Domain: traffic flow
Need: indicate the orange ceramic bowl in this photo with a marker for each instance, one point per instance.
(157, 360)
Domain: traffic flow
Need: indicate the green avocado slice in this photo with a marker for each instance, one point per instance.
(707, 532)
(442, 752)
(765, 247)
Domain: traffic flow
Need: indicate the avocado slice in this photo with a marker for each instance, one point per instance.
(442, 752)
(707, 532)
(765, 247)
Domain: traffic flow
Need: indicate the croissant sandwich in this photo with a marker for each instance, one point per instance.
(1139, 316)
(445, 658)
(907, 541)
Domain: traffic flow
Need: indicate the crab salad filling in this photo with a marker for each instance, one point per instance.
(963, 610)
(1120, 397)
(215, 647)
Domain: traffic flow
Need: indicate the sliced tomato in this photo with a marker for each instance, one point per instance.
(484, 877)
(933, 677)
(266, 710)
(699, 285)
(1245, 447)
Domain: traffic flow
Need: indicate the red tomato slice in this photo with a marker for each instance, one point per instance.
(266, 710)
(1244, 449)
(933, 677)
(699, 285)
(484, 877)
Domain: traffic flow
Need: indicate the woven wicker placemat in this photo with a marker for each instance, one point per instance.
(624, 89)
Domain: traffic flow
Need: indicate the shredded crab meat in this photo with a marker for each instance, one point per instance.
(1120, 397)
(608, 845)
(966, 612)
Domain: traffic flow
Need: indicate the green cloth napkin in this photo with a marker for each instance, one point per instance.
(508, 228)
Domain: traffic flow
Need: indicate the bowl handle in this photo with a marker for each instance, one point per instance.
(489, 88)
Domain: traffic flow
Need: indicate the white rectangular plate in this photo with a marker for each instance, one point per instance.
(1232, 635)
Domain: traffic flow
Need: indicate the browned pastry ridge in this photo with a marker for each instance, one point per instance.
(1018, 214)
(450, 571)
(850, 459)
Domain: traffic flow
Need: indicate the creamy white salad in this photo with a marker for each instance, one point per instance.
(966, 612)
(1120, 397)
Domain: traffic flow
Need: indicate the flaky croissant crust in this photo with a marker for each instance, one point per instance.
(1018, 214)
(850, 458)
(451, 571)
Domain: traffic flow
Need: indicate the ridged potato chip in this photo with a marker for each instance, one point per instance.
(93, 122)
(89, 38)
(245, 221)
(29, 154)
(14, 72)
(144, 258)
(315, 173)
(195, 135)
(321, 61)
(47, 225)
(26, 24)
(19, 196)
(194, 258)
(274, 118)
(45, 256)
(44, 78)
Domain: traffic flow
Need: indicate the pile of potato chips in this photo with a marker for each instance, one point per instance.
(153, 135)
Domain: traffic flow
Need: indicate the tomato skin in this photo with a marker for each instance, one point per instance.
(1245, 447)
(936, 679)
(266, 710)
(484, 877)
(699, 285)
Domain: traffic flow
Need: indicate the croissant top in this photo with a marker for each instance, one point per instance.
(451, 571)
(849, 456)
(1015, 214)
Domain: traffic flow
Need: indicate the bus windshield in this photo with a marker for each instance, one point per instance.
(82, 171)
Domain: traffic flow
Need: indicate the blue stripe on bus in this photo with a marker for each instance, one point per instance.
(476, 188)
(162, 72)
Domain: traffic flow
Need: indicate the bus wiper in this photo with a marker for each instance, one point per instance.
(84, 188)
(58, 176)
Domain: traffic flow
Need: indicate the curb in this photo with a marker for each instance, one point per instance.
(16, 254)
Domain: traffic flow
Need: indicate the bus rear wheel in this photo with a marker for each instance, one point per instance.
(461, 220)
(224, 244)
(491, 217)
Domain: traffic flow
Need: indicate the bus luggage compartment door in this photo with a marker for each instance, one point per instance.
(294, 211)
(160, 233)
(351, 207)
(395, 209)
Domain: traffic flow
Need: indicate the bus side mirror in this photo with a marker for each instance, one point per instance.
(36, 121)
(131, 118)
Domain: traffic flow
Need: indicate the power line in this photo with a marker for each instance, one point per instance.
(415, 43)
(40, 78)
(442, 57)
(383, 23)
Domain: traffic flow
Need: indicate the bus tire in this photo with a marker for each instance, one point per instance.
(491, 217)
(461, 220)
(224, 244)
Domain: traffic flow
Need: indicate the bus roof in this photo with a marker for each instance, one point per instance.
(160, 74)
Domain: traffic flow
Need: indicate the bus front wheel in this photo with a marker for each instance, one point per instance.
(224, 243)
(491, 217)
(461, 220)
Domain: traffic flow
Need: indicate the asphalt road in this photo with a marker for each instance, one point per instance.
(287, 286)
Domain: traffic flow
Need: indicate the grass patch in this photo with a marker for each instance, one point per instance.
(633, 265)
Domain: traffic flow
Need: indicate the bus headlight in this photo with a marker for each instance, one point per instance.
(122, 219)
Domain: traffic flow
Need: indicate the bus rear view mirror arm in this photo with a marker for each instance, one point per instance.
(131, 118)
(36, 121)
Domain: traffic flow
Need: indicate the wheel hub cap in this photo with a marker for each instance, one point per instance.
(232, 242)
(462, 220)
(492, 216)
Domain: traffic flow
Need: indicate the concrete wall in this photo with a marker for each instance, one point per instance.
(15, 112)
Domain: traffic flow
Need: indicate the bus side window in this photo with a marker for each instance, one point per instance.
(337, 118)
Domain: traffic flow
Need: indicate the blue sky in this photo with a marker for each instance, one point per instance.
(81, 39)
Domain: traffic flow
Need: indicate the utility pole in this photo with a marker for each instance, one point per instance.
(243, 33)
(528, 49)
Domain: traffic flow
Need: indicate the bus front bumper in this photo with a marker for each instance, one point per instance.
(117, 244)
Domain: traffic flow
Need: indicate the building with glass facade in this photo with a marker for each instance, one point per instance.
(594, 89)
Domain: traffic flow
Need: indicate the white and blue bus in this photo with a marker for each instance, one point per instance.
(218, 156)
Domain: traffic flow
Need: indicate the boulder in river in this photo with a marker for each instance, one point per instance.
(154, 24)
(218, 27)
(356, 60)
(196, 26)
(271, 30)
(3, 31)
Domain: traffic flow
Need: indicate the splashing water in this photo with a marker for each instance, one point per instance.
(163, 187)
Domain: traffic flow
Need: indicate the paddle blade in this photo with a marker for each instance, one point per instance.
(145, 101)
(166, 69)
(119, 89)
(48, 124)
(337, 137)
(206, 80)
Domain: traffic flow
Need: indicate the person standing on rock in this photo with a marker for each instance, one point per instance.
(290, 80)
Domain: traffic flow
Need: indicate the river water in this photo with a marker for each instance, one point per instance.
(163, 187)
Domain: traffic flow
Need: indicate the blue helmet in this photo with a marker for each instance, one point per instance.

:: TASK STATEMENT ::
Reproduce the entries above in full, verbatim.

:: WORKED ANSWER ::
Domain: traffic flow
Need: indicate the orange ceramic bowl in this photo with a marker for each instance, one point per instance.
(157, 360)
Domain: traffic flow
Need: indicate the green avocado slice in this photo with a marker for each instance, one point per instance.
(707, 532)
(442, 752)
(765, 247)
Domain: traffic flow
Need: indicate the avocado slice in this photo with a marker for each instance, one point per instance.
(442, 752)
(707, 532)
(765, 247)
Domain: traffic flow
Need: indicate the croissant sandwich in this photo with a marker for each instance, one point per instance.
(1139, 316)
(445, 658)
(907, 541)
Domain: traffic flow
Need: indicate the crab salad filling in this photo with a marker for each instance, one point per instance.
(963, 610)
(1120, 397)
(215, 647)
Domain: traffic flow
Need: indicate the sliced tomato in this photo with a marker for each instance, one point per instance.
(484, 877)
(933, 677)
(266, 710)
(699, 285)
(1245, 447)
Domain: traffic flow
Need: indicate the red tomato slice in this photo with a marker for each instance, one point per instance.
(266, 710)
(1244, 449)
(933, 677)
(699, 285)
(484, 877)
Domain: traffic flow
Need: indicate the woven wicker placemat in this photo with a marker for each instance, one point per instance.
(624, 89)
Domain: traffic flow
Need: indicate the shredded crab meat in this photo with a marker for each instance, one point per instance.
(1120, 397)
(608, 845)
(966, 612)
Domain: traffic flow
Need: indicate the green cloth napkin in this photo with a marker for each instance, one point per instance.
(508, 228)
Domain: traffic flow
Need: indicate the bowl handle in this photo with a marker for each instance, one point per instance.
(489, 88)
Domain: traffic flow
Need: indicate the white rectangular plate in this photo with a marker for each instance, one point per instance.
(1232, 635)
Domain: traffic flow
Need: indicate the browned pastry ridge in this photo with a marker for each instance, one point per instance.
(1018, 214)
(450, 571)
(850, 459)
Domain: traffic flow
Need: indicate the creamy white salad in this photo with a marker for each instance, one point per instance.
(966, 612)
(1120, 397)
Domain: traffic flow
Need: indicate the flaky croissant crust in this photo with a marker for each instance, one point per instance.
(1018, 214)
(850, 458)
(451, 571)
Domain: traffic flow
Need: indicate the ridged potato chip in this photo with a marker for each instance, one point per instance.
(93, 122)
(89, 38)
(245, 221)
(29, 154)
(14, 72)
(144, 258)
(315, 173)
(195, 135)
(321, 61)
(47, 225)
(26, 24)
(19, 196)
(194, 258)
(274, 118)
(45, 256)
(44, 78)
Domain: traffic flow
Need: indicate the pile of potato chips in this photo with a marker for each instance, one point per instance.
(153, 135)
Domain: traffic flow
Need: indicate the tomato skin in this photo with a marker for each instance, one point per instance.
(1245, 447)
(936, 679)
(266, 710)
(484, 877)
(699, 285)
Domain: traffic flow
Need: indicate the croissant top in this photo with a marker for each instance, one point per instance.
(451, 571)
(849, 456)
(1015, 214)
Domain: traffic flow
Need: indicate the bus windshield in this photo with a marker for each instance, one point per instance.
(82, 171)
Domain: traffic flow
Need: indicate the blue stripe on bus in this photo with a marker for each instance, one point per instance.
(476, 188)
(162, 72)
Domain: traffic flow
Need: indicate the bus wiper in this photo with a marker for each instance, one point per instance.
(84, 188)
(58, 176)
Domain: traffic flow
Need: indicate the curb in this photo with a marker for each instance, one point per instance.
(16, 254)
Domain: traffic flow
Need: indicate the bus rear wheel in this photo with a marker for each instance, one point per instance.
(461, 220)
(224, 244)
(491, 217)
Domain: traffic flow
Need: indicate the bus luggage compartment door in this photo with a marker for each instance, one point per instance.
(294, 211)
(160, 233)
(351, 207)
(395, 209)
Domain: traffic flow
Need: indicate the bus side mirror in this photo with a marker for each instance, one point per instance.
(36, 121)
(131, 118)
Domain: traffic flow
Need: indicate the power line in this photo with a marker for each instance, one point per instance.
(415, 43)
(40, 78)
(442, 57)
(383, 23)
Domain: traffic flow
Need: indicate the bus tire in this photo with a marker for each instance, one point per instance.
(491, 217)
(461, 220)
(224, 244)
Domain: traffic flow
Need: indicate the bus roof in this photo with a marker for each instance, one point per instance.
(160, 74)
Domain: traffic flow
Need: indicate the bus front wheel in this photo with a marker for each instance, one point per instance.
(224, 243)
(491, 217)
(461, 220)
Domain: traffic flow
Need: indicate the asphalt road in this photo with a marker for each instance, one point per instance.
(287, 286)
Domain: traffic flow
Need: indicate the grass patch in this photo with a marker for each instance, one point per instance.
(633, 265)
Domain: traffic flow
Need: indicate the bus headlight in this photo with a marker for each instance, one point per instance.
(122, 219)
Domain: traffic flow
Need: indicate the bus rear view mirror arm in this photo with a marker for each instance, one point per instance.
(131, 118)
(36, 121)
Domain: traffic flow
Need: indicate the wheel hub cap in this photo with a marker for each instance, one point per instance.
(232, 242)
(462, 220)
(492, 216)
Domain: traffic flow
Need: indicate the concrete wall in this photo with a marker for each instance, one point per instance.
(15, 112)
Domain: traffic flow
Need: indicate the bus side window in this photo with a marker for each instance, one point per instance.
(337, 118)
Domain: traffic flow
Need: indicate the blue sky in this photo with a marker for each instance, one point per instance.
(81, 39)
Domain: traffic flow
Need: indicate the utility pole in this photo with a marker for each instance, one point per instance.
(243, 33)
(528, 49)
Domain: traffic flow
Need: indicate the bus front bumper in this photo with a marker for each instance, one point per instance.
(117, 244)
Domain: traffic flow
Need: indicate the building with glass facade in this photo with a marker for each instance, one point per instance.
(594, 89)
Domain: traffic flow
Need: indicate the white and blue bus in this photo with a marker for each instance, one point per instance.
(218, 156)
Domain: traffic flow
Need: indicate the boulder in river in this photo with a marker for each instance, one point per instance.
(154, 24)
(218, 27)
(356, 60)
(196, 26)
(271, 30)
(3, 31)
Domain: traffic flow
Need: indicate the splashing water in this photo with a marker for each instance, one point per instance.
(163, 187)
Domain: traffic flow
Need: indicate the paddle blade in this photo with a marker for each instance, one point per instance.
(145, 101)
(166, 69)
(119, 89)
(48, 124)
(337, 137)
(206, 80)
Domain: traffic flow
Need: indicate the person standing on rock in this photo with a marker for each instance, one point per instance.
(290, 80)
Domain: traffic flow
Need: indicate the river water in this photo with a marker for each instance, one point per instance.
(163, 187)
Domain: traffic flow
Need: indicate the blue helmet in this photo with a marker for each instance, one point per instance.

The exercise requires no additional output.